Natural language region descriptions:
----

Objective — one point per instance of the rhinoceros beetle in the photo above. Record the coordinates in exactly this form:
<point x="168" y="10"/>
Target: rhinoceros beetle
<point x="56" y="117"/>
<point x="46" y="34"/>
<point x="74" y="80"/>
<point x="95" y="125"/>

----

WHAT THIS TASK INVOLVES: Write out every line of the data again, exactly as it reads.

OUTPUT BELOW:
Objective — one point per instance of the rhinoceros beetle in the photo above. Record the coordinates in exactly this form:
<point x="168" y="10"/>
Target: rhinoceros beetle
<point x="56" y="117"/>
<point x="46" y="34"/>
<point x="74" y="80"/>
<point x="95" y="125"/>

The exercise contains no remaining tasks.